Document section >>
#####

Originally published at Forbes.com on June 6, 2018.

 

The latest Social Security Trustees Report was released yesterday, and, really, there was nothing remarkable about it.  It reports on the same trajectory towards Trust Fund depletion and the system’s subsequent inability to pay promised benefits, as in prior reports.  But one item that is striking is the insistence of various pro-Social Insurance advocacy groups that, not only is Social Security, and, indeed, the entire system of Social Insurance, in good health, but this demonstrates that it’s entirely appropriate to expand the generosity of the system.

Here’s the advocacy group Social Security Works:

The most important takeaways from the 2018 Trustees Report will be that (1) Social Security has a large and growing surplus, and (2) Social Security is extremely affordable. At its most expensive, Social Security is projected to cost just around 6 percent of gross domestic product (“GDP”). Indeed, in three-quarters of a century, Social Security will constitute just around 6.17 percent of GDP. . . .

The report will show that Social Security is fully and easily affordable. The question of whether to expand or cut Social Security’s modest benefits is a question of values and choice, not affordability. Indeed, in light of Social Security’s near universality, efficiency, fairness in its benefit distribution, portability from job to job, and security, the obvious solution to the nation’s looming retirement income crisis, discussed below, is to increase Social Security’s modest benefits. . . .

#####

Natural-language object grounding data

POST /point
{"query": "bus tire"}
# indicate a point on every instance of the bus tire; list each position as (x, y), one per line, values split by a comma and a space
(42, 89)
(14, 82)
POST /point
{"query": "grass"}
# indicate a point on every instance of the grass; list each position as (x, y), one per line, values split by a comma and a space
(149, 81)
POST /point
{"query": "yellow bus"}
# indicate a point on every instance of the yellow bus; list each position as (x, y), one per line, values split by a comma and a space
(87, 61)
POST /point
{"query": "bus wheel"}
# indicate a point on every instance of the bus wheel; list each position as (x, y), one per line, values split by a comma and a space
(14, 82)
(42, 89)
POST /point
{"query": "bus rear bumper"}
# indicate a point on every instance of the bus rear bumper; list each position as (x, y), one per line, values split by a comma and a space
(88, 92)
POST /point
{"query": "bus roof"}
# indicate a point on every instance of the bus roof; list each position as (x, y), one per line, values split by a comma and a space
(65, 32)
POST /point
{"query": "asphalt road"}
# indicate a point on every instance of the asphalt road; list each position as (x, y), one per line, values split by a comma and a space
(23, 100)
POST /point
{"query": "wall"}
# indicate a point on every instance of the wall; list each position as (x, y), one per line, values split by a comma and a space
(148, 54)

#####

Problem requirements >> In the article on the 2018 Social Security Trustees Report, rewrite the part from "Here’s the advocacy group" up to and including "of GDP. . . .", substituting "highly affordable" for "extremely affordable".

Task solution >>
Here’s the advocacy group Social Security Works:

The most important takeaways from the 2018 Trustees Report will be that (1) Social Security has a large and growing surplus, and (2) Social Security is highly affordable. At its most expensive, Social Security is projected to cost just around 6 percent of gross domestic product (“GDP”). Indeed, in three-quarters of a century, Social Security will constitute just around 6.17 percent of GDP. . . .